INSTRUCTIONS FOR THE TASK.
The material below contains a line with "Note: for each instance of the cherry" and a line with "Note: for each instance of the food". Copy exactly those two lines and all lines between them.

━━━━━━━━━━━━━━━━

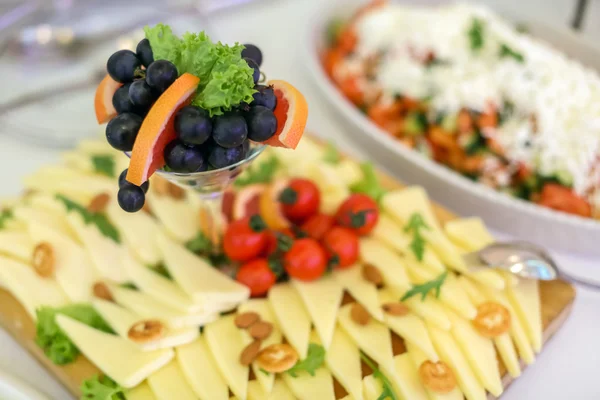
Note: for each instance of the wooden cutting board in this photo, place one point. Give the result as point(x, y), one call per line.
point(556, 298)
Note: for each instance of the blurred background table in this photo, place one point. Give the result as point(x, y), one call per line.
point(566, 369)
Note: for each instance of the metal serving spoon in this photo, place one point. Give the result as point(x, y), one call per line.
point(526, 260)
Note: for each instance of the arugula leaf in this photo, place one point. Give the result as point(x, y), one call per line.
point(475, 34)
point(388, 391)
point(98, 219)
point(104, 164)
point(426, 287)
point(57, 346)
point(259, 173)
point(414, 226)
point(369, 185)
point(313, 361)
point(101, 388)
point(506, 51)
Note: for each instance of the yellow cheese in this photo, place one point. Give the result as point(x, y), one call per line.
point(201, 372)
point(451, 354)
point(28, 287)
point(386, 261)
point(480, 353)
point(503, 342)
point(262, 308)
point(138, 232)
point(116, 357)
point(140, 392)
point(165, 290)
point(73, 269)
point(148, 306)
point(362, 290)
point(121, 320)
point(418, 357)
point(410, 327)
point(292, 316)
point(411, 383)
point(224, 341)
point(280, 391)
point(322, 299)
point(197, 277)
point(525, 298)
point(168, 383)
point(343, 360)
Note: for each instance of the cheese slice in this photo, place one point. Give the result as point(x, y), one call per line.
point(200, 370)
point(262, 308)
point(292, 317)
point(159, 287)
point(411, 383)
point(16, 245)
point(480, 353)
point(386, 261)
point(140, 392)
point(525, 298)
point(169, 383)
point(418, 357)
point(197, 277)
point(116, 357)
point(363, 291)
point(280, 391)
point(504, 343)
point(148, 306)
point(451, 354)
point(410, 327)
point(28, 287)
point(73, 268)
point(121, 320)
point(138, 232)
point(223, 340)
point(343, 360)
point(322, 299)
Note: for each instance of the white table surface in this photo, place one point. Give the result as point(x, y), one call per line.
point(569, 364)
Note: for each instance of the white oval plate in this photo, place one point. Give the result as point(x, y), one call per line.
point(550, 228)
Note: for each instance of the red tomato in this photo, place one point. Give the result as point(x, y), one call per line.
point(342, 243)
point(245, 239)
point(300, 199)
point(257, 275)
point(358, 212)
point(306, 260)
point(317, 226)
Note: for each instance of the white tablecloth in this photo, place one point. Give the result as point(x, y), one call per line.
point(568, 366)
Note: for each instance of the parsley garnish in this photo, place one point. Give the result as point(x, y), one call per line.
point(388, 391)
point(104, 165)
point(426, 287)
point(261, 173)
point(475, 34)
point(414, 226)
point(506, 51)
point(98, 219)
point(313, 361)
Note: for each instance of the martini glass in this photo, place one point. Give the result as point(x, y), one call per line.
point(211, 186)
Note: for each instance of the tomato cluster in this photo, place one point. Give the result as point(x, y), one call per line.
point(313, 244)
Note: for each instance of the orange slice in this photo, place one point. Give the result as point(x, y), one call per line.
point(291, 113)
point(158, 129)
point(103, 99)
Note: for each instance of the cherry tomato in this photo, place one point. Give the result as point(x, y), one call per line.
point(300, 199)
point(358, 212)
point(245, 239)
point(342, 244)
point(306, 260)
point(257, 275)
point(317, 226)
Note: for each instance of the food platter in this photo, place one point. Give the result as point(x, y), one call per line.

━━━━━━━━━━━━━━━━

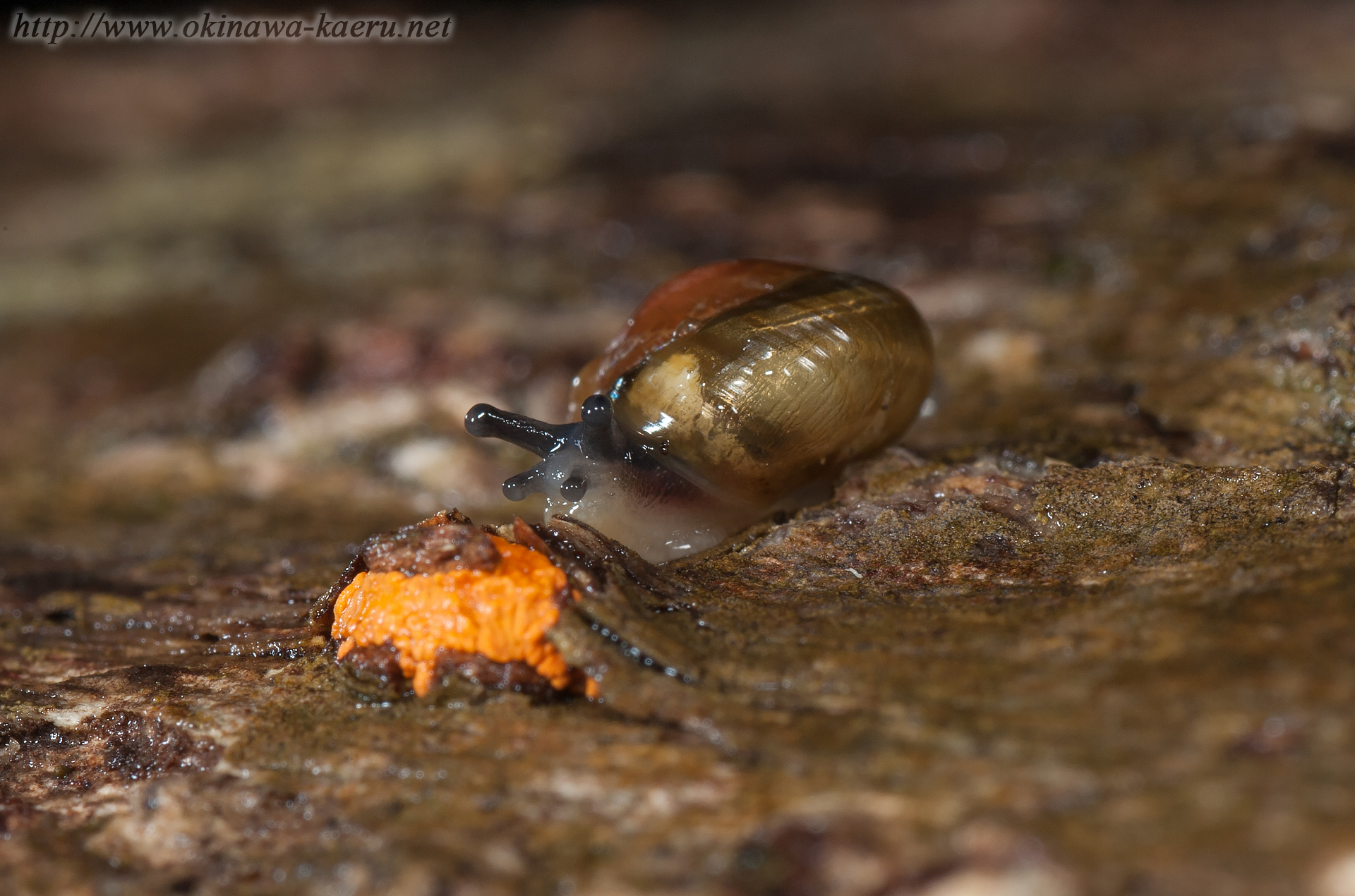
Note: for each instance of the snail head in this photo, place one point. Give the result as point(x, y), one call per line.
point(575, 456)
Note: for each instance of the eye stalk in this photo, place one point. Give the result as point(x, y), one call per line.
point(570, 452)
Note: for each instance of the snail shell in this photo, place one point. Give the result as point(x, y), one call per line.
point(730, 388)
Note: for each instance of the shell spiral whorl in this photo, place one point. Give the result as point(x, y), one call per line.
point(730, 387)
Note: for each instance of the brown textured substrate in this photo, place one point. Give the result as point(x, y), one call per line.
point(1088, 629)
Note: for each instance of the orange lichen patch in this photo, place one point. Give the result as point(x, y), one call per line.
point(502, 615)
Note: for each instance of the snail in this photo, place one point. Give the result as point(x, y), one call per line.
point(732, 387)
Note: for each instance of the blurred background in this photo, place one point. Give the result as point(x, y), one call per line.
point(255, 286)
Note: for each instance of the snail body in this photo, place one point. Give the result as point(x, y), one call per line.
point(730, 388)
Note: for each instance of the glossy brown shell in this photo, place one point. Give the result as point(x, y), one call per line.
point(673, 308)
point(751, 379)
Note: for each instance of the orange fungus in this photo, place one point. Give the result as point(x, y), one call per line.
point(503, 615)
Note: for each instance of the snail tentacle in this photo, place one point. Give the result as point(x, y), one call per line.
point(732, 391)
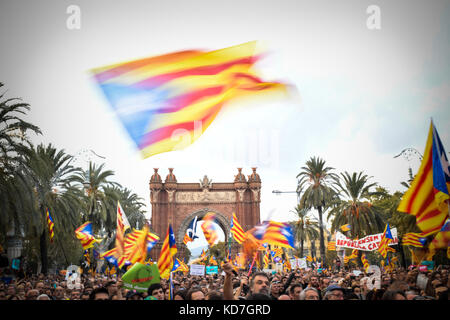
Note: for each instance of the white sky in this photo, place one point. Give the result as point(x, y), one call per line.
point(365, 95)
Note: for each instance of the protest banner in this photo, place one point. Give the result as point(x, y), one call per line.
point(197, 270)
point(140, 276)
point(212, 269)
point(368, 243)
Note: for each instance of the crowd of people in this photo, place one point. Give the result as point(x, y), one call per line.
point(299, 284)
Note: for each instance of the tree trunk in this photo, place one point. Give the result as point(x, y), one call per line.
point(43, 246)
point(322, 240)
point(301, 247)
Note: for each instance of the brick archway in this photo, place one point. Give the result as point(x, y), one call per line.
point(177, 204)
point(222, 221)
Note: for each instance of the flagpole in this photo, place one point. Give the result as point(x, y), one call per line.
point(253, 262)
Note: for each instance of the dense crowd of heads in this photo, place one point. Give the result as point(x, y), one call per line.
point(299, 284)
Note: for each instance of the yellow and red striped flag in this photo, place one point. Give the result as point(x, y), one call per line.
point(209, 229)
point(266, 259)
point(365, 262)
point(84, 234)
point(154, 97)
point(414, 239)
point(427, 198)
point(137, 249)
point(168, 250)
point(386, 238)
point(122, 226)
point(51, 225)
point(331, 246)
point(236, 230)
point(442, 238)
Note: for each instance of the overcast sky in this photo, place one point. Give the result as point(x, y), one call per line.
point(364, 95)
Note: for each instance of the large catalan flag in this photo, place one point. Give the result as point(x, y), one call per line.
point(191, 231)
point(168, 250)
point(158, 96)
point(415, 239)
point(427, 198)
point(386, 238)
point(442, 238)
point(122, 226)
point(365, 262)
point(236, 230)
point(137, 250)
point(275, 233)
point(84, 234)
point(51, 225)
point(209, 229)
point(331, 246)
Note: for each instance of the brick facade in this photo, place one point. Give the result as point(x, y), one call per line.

━━━━━━━━━━━━━━━━

SOLVED PROBLEM.
Note: for each instance of the cherry tomato in this photo, place one point. Give the result as point(x, y), one call per line.
point(300, 199)
point(358, 212)
point(245, 239)
point(342, 244)
point(306, 260)
point(257, 275)
point(317, 226)
Note: for each instance of the food platter in this photo, place one point. Give the result as point(x, y), one call per line.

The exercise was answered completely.